(Dataset excerpts on object pointing)
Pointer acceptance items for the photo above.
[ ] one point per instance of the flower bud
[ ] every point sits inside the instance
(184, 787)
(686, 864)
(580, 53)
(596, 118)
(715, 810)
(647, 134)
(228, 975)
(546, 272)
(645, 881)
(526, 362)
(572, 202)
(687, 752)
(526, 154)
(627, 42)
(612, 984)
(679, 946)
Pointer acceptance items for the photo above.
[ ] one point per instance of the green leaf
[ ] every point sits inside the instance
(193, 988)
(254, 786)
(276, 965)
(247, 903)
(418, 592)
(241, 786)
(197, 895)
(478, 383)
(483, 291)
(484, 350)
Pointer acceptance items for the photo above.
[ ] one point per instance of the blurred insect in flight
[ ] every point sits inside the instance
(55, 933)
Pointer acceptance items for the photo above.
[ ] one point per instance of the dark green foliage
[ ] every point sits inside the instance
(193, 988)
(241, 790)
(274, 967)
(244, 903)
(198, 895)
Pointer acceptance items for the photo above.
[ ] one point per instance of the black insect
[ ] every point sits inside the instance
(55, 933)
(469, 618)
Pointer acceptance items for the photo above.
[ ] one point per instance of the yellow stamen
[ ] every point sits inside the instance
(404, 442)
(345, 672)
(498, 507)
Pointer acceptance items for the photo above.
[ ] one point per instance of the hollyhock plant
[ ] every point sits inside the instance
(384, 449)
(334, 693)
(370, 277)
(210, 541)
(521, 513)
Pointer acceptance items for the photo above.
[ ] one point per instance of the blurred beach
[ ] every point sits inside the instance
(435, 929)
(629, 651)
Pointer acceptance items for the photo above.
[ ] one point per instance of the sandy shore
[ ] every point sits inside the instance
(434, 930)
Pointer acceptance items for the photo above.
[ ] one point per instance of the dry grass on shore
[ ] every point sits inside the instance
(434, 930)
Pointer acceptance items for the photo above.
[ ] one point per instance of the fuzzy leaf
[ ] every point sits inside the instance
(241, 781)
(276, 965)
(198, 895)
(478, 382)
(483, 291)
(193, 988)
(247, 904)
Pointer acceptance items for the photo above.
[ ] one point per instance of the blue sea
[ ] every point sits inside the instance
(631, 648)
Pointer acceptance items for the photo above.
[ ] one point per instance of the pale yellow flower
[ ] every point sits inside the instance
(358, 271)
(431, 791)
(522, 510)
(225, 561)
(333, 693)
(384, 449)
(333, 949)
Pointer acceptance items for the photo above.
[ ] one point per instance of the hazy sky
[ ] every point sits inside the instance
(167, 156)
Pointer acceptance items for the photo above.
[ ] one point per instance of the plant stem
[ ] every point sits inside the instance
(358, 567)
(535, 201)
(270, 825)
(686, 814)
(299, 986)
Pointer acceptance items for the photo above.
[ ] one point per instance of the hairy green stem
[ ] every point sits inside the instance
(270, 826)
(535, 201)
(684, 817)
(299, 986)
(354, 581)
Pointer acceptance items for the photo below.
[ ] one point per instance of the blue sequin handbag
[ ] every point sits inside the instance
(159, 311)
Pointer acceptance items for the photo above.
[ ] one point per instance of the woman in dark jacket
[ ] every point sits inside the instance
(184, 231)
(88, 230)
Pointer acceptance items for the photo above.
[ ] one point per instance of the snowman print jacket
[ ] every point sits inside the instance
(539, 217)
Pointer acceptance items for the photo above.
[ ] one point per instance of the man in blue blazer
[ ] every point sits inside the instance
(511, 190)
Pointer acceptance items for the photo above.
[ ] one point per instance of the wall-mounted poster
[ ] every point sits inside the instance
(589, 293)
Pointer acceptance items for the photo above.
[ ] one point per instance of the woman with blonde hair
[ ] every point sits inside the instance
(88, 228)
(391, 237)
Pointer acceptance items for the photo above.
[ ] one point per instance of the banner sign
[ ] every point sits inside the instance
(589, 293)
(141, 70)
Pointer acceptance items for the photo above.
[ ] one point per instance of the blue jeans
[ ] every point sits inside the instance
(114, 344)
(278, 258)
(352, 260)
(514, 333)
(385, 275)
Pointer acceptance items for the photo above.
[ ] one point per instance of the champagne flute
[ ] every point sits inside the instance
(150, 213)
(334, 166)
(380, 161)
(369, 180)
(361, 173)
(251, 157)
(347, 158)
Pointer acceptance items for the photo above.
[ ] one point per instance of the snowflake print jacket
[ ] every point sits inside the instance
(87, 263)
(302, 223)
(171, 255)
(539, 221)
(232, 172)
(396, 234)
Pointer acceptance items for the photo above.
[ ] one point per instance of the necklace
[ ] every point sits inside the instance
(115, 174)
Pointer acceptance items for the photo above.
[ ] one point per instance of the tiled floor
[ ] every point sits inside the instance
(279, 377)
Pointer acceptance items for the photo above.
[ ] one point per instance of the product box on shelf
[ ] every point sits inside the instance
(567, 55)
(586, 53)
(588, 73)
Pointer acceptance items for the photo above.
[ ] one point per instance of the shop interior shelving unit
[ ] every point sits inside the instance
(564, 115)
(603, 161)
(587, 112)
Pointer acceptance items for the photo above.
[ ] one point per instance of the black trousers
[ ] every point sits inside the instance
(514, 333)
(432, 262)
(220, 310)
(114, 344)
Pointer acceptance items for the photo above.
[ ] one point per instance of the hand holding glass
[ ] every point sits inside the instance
---
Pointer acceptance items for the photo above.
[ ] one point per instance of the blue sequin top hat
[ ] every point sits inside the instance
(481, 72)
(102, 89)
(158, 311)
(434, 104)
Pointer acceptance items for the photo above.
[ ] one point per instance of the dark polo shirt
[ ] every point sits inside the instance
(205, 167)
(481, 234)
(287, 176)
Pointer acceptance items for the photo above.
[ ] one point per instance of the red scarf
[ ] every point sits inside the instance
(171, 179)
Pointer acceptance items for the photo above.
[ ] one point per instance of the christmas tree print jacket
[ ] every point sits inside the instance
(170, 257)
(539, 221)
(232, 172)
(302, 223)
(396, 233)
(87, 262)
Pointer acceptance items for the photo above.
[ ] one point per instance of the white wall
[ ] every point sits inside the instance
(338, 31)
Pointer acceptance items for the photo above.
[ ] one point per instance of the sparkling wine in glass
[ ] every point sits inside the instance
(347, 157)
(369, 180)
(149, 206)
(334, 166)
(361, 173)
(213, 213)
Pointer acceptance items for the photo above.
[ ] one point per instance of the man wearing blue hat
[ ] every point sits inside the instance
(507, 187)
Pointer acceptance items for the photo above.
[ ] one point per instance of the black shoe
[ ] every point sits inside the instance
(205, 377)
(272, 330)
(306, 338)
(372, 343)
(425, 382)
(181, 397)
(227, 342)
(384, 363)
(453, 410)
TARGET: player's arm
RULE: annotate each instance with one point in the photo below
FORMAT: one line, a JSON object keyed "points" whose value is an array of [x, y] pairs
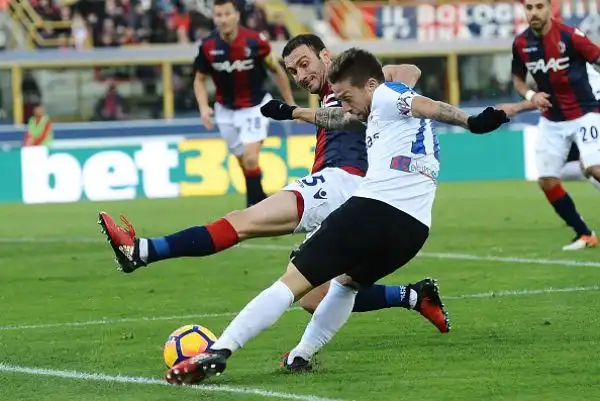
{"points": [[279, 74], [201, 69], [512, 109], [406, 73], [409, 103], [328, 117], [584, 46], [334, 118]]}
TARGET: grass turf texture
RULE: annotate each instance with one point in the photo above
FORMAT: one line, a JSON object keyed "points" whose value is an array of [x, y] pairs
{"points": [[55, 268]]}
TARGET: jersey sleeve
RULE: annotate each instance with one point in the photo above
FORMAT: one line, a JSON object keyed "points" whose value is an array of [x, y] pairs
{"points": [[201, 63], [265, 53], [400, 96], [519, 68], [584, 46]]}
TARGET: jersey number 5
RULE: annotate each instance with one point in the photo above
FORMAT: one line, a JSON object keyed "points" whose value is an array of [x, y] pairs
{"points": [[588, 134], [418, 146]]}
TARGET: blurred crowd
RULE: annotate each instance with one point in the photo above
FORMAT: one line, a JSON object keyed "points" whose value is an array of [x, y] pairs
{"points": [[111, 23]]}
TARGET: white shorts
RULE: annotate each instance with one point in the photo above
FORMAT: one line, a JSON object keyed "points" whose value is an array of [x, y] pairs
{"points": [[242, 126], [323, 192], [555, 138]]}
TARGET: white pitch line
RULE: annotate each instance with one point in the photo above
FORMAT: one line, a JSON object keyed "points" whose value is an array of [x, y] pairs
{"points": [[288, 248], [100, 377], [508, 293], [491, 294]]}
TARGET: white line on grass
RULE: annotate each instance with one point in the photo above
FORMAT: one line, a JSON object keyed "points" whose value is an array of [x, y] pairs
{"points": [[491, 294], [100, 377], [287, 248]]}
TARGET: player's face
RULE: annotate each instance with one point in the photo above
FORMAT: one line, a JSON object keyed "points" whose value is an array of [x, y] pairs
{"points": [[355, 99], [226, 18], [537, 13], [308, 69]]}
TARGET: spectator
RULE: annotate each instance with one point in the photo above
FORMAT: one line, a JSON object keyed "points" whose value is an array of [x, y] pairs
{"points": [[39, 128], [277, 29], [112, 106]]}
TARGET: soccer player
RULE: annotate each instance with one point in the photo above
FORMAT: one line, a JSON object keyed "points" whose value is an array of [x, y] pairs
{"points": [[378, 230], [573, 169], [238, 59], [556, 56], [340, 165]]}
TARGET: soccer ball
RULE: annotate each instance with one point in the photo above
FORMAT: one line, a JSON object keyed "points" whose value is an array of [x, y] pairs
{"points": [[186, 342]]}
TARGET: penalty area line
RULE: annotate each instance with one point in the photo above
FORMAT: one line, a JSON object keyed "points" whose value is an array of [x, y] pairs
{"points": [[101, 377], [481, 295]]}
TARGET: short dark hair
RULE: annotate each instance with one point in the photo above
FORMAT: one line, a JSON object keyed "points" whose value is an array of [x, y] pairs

WHAT YOU ARE ASKED TO DO: Gather every line in the entries that holds the word "shore", and list them.

ANSWER TO THIS EXERCISE:
[ ] one point per instance of the sandy shore
[ ] one point per instance of the dry grass on shore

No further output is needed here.